→ **WHAT THE TASK ASKS**:
Starting with the line that contains "Point out shallow river in this frame." and going on through the line that contains "[356,238,391,320]", both included, give these rows as a JSON list of strings, one string per line, with blank lines left out.

→ **DATA IN THIS EXERCISE**:
▽

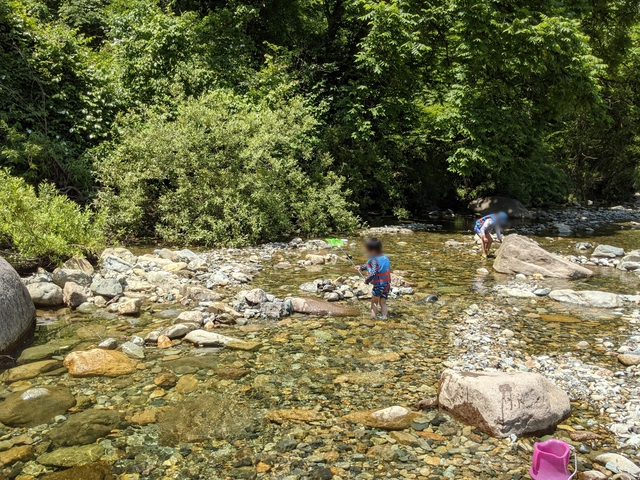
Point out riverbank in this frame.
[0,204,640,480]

△
▽

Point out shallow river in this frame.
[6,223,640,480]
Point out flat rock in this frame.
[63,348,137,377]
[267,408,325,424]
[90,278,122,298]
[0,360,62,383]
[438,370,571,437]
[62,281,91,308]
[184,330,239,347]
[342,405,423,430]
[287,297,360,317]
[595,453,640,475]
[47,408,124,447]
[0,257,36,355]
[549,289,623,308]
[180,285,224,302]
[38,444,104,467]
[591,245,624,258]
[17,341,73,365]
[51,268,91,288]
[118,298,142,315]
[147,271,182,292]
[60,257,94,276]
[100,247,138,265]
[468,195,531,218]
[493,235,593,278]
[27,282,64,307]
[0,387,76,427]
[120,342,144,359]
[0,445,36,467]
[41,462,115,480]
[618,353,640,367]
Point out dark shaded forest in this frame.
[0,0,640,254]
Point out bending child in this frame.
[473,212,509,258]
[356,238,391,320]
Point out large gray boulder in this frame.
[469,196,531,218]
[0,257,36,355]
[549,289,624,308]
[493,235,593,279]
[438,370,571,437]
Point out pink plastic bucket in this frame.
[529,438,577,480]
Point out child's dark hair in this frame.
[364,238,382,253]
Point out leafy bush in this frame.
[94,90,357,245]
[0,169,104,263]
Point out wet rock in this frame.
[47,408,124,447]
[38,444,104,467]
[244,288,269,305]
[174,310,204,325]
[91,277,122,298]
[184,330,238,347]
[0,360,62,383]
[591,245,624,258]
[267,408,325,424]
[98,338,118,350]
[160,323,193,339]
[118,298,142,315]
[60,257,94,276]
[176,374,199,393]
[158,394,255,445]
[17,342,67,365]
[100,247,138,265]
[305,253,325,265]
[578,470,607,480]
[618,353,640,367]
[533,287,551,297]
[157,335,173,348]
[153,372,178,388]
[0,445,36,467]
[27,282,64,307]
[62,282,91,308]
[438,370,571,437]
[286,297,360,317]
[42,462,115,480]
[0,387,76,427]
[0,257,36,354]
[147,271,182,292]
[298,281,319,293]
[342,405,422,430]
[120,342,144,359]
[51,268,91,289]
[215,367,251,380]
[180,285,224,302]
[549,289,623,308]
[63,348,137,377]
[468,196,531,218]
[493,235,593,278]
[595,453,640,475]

△
▽

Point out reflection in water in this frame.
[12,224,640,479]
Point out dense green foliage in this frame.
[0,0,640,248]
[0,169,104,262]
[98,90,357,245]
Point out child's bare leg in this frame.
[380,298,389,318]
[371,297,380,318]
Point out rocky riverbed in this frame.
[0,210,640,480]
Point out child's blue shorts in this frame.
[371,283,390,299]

△

→ **EXERCISE OUTPUT**:
[
  "Point out shallow river in this frame.",
  "[6,223,640,480]",
  "Point out flat rock in this frame.",
  "[63,348,137,377]",
  "[267,408,325,424]",
  "[90,278,122,298]",
  "[0,360,62,383]",
  "[438,370,571,437]",
  "[62,281,91,308]",
  "[184,330,239,347]",
  "[342,405,423,430]",
  "[287,297,360,317]",
  "[595,453,640,475]",
  "[47,408,124,447]",
  "[0,257,36,355]",
  "[549,289,623,308]",
  "[180,285,224,302]",
  "[38,444,104,467]",
  "[591,245,624,258]",
  "[17,341,73,365]",
  "[51,268,91,288]",
  "[118,298,142,315]",
  "[147,271,182,292]",
  "[60,257,94,276]",
  "[100,247,138,265]",
  "[468,195,531,218]",
  "[493,235,593,278]",
  "[27,282,64,307]",
  "[0,387,76,427]",
  "[120,342,144,359]",
  "[0,445,36,467]",
  "[41,462,115,480]",
  "[618,353,640,367]",
  "Point out dark shaded forest in this frame.",
  "[0,0,640,254]",
  "Point out bending child in this frame.",
  "[473,212,509,258]",
  "[356,238,391,320]"
]